> _Direction 1_: Extract each line of the entries below that contains the string "green".

####################

The number of foreign-born people residing in the United States is at the highest level in U.S. history and has reached a proportion of the U.S. population—12.5%—not seen since the early 20th century. Of the 38 million foreign-born residents in the United States, approximately 16.4 million are naturalized citizens. The remaining 21.6 million foreign-born residents are noncitizens. According to the latest estimates by the Department of Homeland Security (DHS), about 10.8 million unauthorized aliens were living in the United States in January 2010, down from a peak of 11.8 million in January 2007. Some observers and policy experts maintain that the presence of millions of unauthorized residents is evidence of inadequacies in the legal immigration system as well as failures of immigration control policies and practices.

####################

> _Direction 2_: From the passage on the foreign-born population above, write out everything from "The number of" down to "policies and practices.", word for word.

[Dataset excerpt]
####################

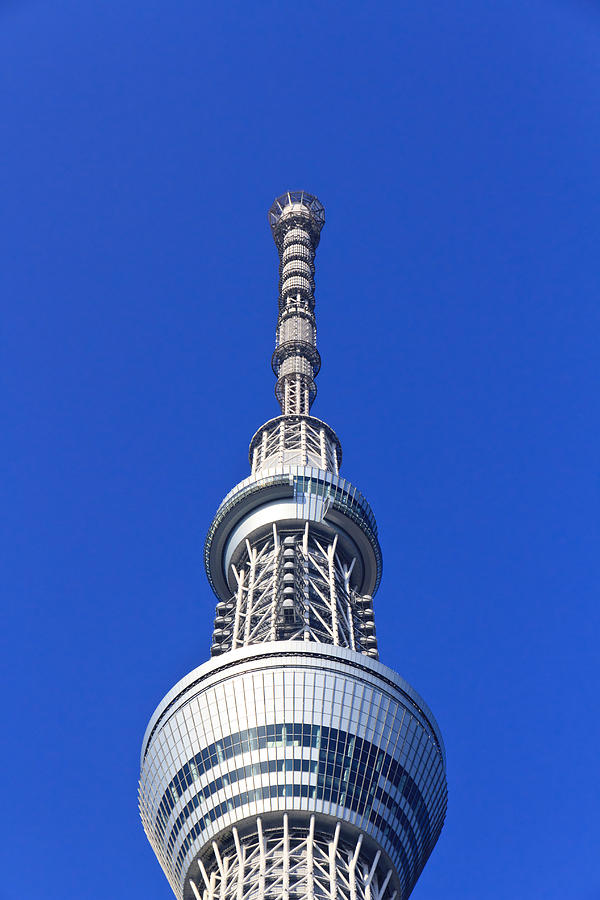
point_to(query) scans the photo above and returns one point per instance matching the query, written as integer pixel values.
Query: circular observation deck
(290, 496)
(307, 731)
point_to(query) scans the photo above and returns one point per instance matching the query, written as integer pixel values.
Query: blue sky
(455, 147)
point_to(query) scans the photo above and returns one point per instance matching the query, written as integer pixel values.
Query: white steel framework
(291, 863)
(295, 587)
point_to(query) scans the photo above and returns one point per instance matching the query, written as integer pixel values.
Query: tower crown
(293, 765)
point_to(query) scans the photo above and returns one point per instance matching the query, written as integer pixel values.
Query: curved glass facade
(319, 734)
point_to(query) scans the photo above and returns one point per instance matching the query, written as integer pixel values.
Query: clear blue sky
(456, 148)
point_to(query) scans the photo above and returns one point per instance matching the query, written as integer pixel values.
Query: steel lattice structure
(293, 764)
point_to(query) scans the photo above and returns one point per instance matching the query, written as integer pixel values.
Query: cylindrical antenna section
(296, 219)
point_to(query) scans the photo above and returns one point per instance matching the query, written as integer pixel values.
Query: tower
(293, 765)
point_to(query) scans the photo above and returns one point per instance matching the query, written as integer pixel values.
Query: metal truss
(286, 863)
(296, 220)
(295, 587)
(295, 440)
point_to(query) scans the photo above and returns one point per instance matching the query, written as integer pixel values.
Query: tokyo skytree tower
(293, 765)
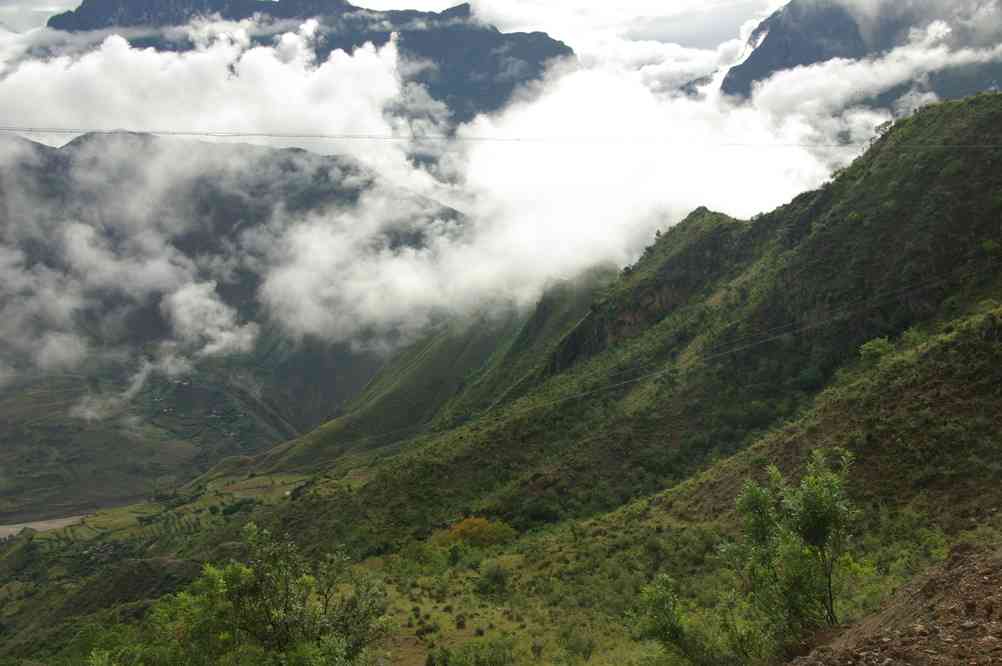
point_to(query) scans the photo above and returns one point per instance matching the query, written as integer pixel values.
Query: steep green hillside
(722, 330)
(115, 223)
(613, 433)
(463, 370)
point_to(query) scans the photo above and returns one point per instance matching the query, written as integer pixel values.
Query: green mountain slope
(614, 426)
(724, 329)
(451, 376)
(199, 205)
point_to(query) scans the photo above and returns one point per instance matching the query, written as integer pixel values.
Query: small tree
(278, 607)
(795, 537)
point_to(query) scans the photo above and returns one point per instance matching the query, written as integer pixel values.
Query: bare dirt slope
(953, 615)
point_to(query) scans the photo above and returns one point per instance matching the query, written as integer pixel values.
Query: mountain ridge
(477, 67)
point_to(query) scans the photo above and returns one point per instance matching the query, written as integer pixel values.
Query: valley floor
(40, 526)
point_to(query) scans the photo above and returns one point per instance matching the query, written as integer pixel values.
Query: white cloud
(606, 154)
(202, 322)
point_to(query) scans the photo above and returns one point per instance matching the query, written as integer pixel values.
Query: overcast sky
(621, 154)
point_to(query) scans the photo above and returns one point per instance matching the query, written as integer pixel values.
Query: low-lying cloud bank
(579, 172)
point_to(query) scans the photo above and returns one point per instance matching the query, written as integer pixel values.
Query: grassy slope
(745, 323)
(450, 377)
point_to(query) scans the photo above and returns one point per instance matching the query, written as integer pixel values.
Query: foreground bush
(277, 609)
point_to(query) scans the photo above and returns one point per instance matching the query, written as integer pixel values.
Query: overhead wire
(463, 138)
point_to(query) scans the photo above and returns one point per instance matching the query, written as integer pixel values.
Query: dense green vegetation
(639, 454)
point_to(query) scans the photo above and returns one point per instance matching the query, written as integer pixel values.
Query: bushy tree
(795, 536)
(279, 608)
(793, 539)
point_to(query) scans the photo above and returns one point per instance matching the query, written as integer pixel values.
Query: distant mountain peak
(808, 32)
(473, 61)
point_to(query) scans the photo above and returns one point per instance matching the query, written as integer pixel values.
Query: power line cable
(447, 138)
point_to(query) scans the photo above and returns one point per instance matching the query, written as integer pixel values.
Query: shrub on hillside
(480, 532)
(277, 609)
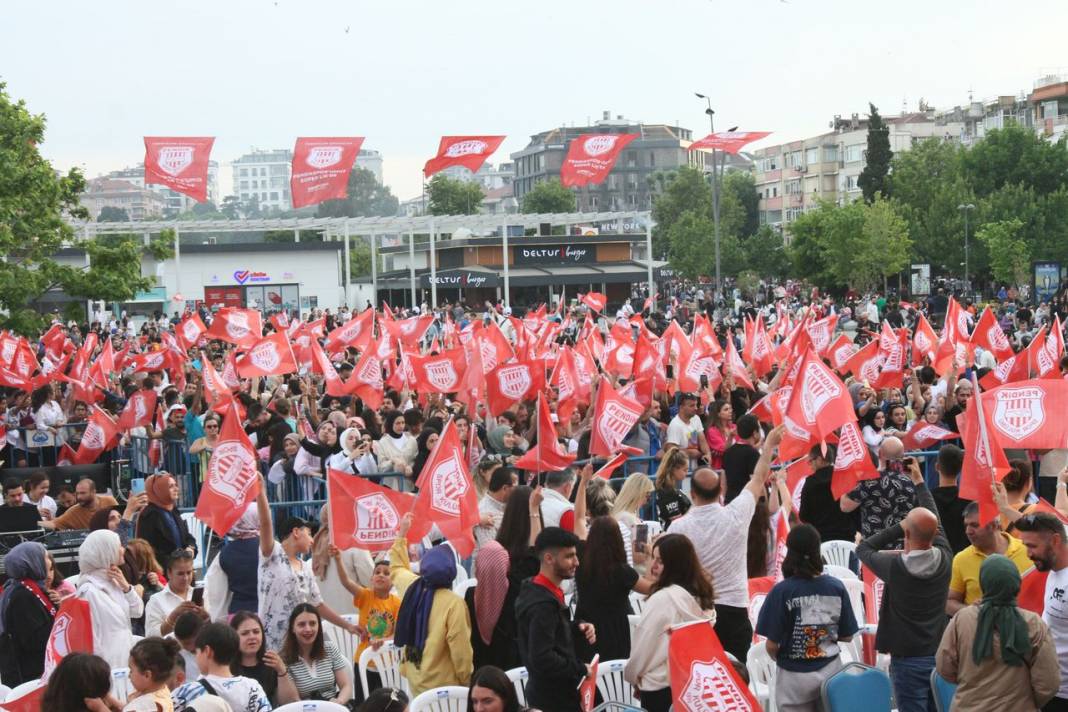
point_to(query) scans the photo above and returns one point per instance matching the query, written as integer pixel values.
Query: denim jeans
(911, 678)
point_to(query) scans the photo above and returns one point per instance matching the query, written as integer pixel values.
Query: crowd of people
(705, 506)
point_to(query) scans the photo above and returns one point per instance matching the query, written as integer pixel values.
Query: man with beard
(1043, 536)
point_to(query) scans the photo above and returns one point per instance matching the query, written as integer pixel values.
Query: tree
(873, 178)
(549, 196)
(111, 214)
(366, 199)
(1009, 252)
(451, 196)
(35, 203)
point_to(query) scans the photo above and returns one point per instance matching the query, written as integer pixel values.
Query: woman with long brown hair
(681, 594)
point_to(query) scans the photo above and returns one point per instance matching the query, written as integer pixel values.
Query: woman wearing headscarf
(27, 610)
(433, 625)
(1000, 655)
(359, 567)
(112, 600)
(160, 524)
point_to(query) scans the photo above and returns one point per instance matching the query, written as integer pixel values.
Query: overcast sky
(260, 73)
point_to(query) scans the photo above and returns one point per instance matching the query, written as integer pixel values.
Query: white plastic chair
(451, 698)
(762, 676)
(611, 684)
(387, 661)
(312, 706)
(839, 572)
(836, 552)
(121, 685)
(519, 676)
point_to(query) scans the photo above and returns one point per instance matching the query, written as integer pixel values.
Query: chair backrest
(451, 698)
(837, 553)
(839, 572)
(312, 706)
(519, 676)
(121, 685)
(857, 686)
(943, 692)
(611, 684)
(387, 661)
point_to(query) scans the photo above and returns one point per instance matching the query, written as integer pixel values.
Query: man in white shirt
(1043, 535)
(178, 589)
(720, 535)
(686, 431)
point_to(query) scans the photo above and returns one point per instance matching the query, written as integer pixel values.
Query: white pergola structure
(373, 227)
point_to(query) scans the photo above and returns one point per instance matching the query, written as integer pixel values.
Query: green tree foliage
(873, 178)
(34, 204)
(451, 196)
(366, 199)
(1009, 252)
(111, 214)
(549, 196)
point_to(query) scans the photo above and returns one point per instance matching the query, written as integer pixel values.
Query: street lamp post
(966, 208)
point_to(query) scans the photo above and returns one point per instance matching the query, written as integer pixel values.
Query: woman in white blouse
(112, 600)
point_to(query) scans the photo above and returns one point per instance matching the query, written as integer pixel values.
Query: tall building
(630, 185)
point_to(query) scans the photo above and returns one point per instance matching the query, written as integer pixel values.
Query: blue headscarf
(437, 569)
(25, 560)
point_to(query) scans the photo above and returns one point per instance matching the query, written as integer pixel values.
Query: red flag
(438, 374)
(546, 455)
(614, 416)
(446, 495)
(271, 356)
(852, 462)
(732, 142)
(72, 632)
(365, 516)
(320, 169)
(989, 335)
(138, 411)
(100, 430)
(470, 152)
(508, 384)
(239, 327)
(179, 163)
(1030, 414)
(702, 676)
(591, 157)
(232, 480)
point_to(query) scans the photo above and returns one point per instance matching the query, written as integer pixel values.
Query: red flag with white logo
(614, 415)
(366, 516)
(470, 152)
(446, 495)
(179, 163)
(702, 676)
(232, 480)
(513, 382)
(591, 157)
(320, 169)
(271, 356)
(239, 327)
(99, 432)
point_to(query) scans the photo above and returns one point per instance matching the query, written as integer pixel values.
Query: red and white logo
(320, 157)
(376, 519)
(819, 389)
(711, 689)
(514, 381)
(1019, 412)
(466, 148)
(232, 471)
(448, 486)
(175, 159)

####################

> _Expected output 1_:
Query: steep green hillside
Query: green mountain slope
Query: dense green vegetation
Query: green tree foliage

> _Expected output 2_:
The number of foreign-born people residing in the United States is at the highest level in U.S. history and has reached a proportion of the U.S. population—12.5%—not seen since the early 20th century. Of the 38 million foreign-born residents in the United States, approximately 16.4 million are naturalized citizens. The remaining 21.6 million foreign-born residents are noncitizens. According to the latest estimates by the Department of Homeland Security (DHS), about 10.8 million unauthorized aliens were living in the United States in January 2010, down from a peak of 11.8 million in January 2007. Some observers and policy experts maintain that the presence of millions of unauthorized residents is evidence of inadequacies in the legal immigration system as well as failures of immigration control policies and practices.